**Problem statement**
Arrange every line of the listing below as a numbered list, skipping any blank lines.

Items drawn from a data source
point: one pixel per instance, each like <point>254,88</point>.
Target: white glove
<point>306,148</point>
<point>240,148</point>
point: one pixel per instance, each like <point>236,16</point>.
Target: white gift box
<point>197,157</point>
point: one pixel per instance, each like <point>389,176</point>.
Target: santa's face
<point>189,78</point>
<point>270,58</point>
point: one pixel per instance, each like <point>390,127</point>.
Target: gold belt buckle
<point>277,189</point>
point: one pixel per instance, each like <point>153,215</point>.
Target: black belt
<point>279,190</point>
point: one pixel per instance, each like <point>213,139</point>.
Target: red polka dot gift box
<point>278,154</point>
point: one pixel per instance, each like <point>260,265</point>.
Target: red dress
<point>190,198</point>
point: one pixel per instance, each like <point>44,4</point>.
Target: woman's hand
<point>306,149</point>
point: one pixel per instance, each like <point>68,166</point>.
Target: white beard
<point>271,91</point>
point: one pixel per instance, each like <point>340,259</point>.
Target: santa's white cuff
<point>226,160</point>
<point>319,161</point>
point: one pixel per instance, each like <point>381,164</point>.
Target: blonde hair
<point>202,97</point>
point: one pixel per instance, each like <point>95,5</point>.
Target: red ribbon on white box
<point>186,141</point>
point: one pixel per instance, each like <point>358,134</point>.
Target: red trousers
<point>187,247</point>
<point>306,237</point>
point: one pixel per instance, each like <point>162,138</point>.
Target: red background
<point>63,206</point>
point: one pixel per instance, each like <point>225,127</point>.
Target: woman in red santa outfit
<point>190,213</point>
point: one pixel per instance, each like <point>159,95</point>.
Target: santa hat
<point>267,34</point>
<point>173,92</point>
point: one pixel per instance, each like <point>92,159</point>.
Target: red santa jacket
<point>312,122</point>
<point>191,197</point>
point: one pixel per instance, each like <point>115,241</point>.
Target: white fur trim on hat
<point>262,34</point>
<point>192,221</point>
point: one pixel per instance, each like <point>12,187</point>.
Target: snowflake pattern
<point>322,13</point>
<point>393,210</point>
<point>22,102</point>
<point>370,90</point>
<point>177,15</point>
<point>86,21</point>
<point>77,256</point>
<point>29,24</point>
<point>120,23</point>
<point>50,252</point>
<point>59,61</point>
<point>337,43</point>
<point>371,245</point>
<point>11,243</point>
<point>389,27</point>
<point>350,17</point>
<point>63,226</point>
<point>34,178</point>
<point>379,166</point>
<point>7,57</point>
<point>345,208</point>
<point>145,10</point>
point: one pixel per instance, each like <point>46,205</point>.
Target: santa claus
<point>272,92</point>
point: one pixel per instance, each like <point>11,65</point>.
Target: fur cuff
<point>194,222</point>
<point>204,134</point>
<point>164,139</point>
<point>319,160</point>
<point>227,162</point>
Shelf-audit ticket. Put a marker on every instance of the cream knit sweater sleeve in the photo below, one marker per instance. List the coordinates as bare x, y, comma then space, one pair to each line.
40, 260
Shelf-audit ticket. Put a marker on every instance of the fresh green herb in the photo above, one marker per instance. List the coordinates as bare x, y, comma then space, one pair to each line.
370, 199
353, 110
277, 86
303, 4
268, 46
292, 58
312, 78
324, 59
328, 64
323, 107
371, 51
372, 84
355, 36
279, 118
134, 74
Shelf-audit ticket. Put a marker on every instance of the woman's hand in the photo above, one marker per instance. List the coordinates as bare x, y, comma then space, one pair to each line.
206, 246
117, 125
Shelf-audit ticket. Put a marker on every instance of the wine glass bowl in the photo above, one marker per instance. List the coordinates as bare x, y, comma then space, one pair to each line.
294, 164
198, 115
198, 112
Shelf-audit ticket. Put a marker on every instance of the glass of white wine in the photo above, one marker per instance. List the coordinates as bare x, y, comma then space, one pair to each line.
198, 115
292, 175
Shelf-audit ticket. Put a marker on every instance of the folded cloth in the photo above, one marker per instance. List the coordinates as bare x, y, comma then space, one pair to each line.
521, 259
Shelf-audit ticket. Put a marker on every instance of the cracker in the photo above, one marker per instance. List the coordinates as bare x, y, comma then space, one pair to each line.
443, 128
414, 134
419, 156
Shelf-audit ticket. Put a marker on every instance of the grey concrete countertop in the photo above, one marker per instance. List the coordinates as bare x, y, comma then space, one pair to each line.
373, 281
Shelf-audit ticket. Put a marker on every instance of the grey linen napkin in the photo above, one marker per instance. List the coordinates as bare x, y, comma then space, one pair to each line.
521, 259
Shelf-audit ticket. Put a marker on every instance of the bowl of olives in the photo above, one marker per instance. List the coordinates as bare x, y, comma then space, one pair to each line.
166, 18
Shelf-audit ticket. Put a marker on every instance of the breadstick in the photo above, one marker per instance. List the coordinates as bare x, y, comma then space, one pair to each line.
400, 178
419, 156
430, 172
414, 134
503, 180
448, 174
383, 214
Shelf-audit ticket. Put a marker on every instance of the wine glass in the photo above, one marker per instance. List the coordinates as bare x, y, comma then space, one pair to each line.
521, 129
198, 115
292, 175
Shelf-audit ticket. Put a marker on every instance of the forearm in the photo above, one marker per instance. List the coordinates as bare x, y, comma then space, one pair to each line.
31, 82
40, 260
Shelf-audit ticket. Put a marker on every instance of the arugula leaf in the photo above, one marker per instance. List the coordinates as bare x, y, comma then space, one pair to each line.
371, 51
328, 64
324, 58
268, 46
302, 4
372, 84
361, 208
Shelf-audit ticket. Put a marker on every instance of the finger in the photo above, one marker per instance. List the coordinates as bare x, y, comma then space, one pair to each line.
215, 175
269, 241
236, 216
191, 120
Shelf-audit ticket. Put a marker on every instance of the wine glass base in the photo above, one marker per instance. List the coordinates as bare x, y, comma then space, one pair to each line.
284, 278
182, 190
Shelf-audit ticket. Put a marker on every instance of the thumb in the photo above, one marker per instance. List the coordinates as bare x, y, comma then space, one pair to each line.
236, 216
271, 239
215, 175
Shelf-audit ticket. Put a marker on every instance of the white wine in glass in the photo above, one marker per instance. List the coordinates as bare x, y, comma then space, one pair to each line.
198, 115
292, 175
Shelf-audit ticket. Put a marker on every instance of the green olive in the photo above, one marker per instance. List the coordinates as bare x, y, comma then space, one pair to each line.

**Task solution**
1. point: one pixel per instance, each like <point>254,88</point>.
2. Target: white glove
3. <point>306,148</point>
4. <point>240,148</point>
5. point: one pixel per instance, each like <point>236,16</point>.
6. Target: white gift box
7. <point>197,157</point>
8. point: one pixel per instance, each like <point>389,176</point>.
9. Target: santa's face
10. <point>189,78</point>
11. <point>270,58</point>
12. point: one pixel per instance, each like <point>390,127</point>.
13. Target: gold belt buckle
14. <point>277,189</point>
15. point: one pixel per instance, each like <point>153,215</point>.
16. Target: black belt
17. <point>279,190</point>
18. point: one pixel per instance, each like <point>213,139</point>.
19. Target: red polka dot gift box
20. <point>278,154</point>
21. point: one pixel per instance, each like <point>260,265</point>.
22. Target: red dress
23. <point>190,198</point>
24. point: one pixel per instance, each like <point>44,4</point>.
25. Target: woman's hand
26. <point>306,149</point>
27. point: one pixel per instance, each like <point>68,166</point>.
28. Target: white beard
29. <point>271,91</point>
30. point: one pixel per instance, each like <point>340,259</point>.
31. Target: santa's white cuff
32. <point>226,160</point>
33. <point>319,161</point>
34. point: one pixel per instance, each like <point>381,164</point>.
35. Target: blonde hair
36. <point>202,97</point>
37. point: one pixel per instance, each like <point>95,5</point>.
38. Target: red ribbon on white box
39. <point>186,141</point>
40. point: one pixel per instance, each like <point>358,134</point>.
41. Target: red trousers
42. <point>187,247</point>
43. <point>306,237</point>
44. point: one pixel per instance, each like <point>162,138</point>.
45. Target: red background
46. <point>63,206</point>
47. point: one pixel per instance, each like <point>225,127</point>.
48. Target: woman in red santa outfit
49. <point>190,213</point>
50. point: one pixel per instance, each like <point>159,95</point>.
51. Target: santa hat
52. <point>267,34</point>
53. <point>173,92</point>
54. point: one pixel per instance, each like <point>92,159</point>.
55. Target: red santa jacket
56. <point>312,122</point>
57. <point>191,197</point>
58. point: one pixel per instance, each like <point>115,241</point>.
59. Target: white fur trim on hat
60. <point>262,34</point>
61. <point>192,221</point>
62. point: one pixel per instance, each like <point>12,187</point>.
63. Target: snowflake pattern
64. <point>322,13</point>
65. <point>393,210</point>
66. <point>22,102</point>
67. <point>370,90</point>
68. <point>177,15</point>
69. <point>86,21</point>
70. <point>77,256</point>
71. <point>29,24</point>
72. <point>120,23</point>
73. <point>50,252</point>
74. <point>59,61</point>
75. <point>337,43</point>
76. <point>371,245</point>
77. <point>11,243</point>
78. <point>389,27</point>
79. <point>350,17</point>
80. <point>63,226</point>
81. <point>34,178</point>
82. <point>379,166</point>
83. <point>7,57</point>
84. <point>345,208</point>
85. <point>145,10</point>
86. point: one pixel per instance, each like <point>46,205</point>.
87. Target: santa claus
88. <point>272,92</point>
89. point: one pixel per instance, each like <point>11,65</point>.
90. Target: fur cuff
91. <point>194,222</point>
92. <point>204,134</point>
93. <point>164,139</point>
94. <point>319,160</point>
95. <point>227,162</point>
96. Shelf-audit ticket. Put a marker on every instance of the cream knit sweater sleeve in the photo below, one marker per instance. List the coordinates as bare x, y, comma then space, one pair to each line.
97. 40, 260
98. Shelf-audit ticket. Put a marker on every instance of the fresh green herb in the photo above, one marker per instance. List the coordinates as bare x, y, comma then space, one pair to each line.
99. 370, 199
100. 353, 110
101. 277, 86
102. 303, 4
103. 268, 46
104. 292, 58
105. 312, 78
106. 324, 59
107. 328, 64
108. 323, 107
109. 371, 51
110. 372, 84
111. 355, 36
112. 279, 118
113. 134, 74
114. Shelf-audit ticket. Put a marker on every instance of the woman's hand in the photo above, one marker per instance. List the coordinates as bare x, y, comma then space, one pair to each line.
115. 206, 246
116. 117, 125
117. Shelf-audit ticket. Put a marker on every instance of the wine glass bowl in the photo above, one marker per instance. List the coordinates as bare x, y, comma then space, one pair to each line.
118. 294, 164
119. 198, 115
120. 198, 112
121. Shelf-audit ticket. Put a marker on every instance of the glass of white wine in the photo above, one marker per instance. List the coordinates as bare x, y, comma then space, one pair to each line.
122. 198, 115
123. 292, 175
124. Shelf-audit ticket. Put a marker on every instance of the folded cloth in the photo above, one marker per instance. List the coordinates as bare x, y, comma then space, one pair to each line.
125. 521, 259
126. Shelf-audit ticket. Put a marker on every instance of the cracker in the photo above, one marker per instance. List the coordinates as bare x, y, comma then space, one pair to each line.
127. 443, 128
128. 414, 134
129. 419, 156
130. Shelf-audit ticket. Put a marker on every instance of the grey concrete countertop in the photo above, one marker per instance. List the coordinates as bare x, y, comma then space, one pair to each line.
131. 373, 281
132. Shelf-audit ticket. Put a marker on every instance of the grey linen napkin in the photo above, one marker per instance. List the coordinates as bare x, y, comma then space, one pair to each line.
133. 521, 259
134. Shelf-audit ticket. Put a marker on every instance of the bowl of olives in the photo above, one marker per instance. List the coordinates as bare x, y, comma then space, one pair to each line.
135. 166, 18
136. Shelf-audit ticket. Put a marker on every instance of the breadstick in the photo above, one marker per instance. List the coordinates as bare x, y, comma then space, one pair to each line.
137. 400, 178
138. 419, 156
139. 430, 172
140. 414, 134
141. 503, 180
142. 448, 174
143. 383, 214
144. Shelf-audit ticket. Put a marker on every instance of the wine glass in the photo above, one marker per instance. List the coordinates as bare x, y, comma then space, one pair to each line.
145. 521, 129
146. 198, 115
147. 292, 175
148. Shelf-audit ticket. Put a marker on every instance of the forearm in the photo above, one marker per instance. List the coordinates as bare x, y, comma then space, one pair to each line.
149. 31, 82
150. 40, 260
151. Shelf-audit ticket. Put a marker on every instance of the arugula leaf in the photo above, one marker per instance. List the coordinates as bare x, y, comma then space, one pair to each line.
152. 371, 51
153. 328, 64
154. 324, 58
155. 268, 46
156. 302, 4
157. 372, 84
158. 361, 208
159. Shelf-audit ticket. Put a marker on every instance of the finger in the photo above, one marker per instance. List the coordinates as bare x, y, comma then space, one pair to each line.
160. 215, 175
161. 269, 241
162. 236, 216
163. 191, 120
164. Shelf-audit ticket. Put a marker on every instance of the wine glass base in the photo above, one marker per instance. List the coordinates as bare x, y, comma then space, one pair to each line.
165. 284, 278
166. 182, 190
167. Shelf-audit ticket. Put a marker on every instance of the thumb in the photo above, one marker per instance. List the coordinates as bare x, y, comma then space, one pair to each line.
168. 236, 216
169. 271, 239
170. 215, 175
171. Shelf-audit ticket. Put a marker on every instance of the white wine in glass in the photo above, one marker per instance. List the coordinates as bare x, y, comma then space, one pair to each line.
172. 198, 115
173. 292, 175
174. Shelf-audit ticket. Put a marker on every instance of the green olive in the photo above, one marker per instance. List the coordinates as bare x, y, comma then space, one pair to each line.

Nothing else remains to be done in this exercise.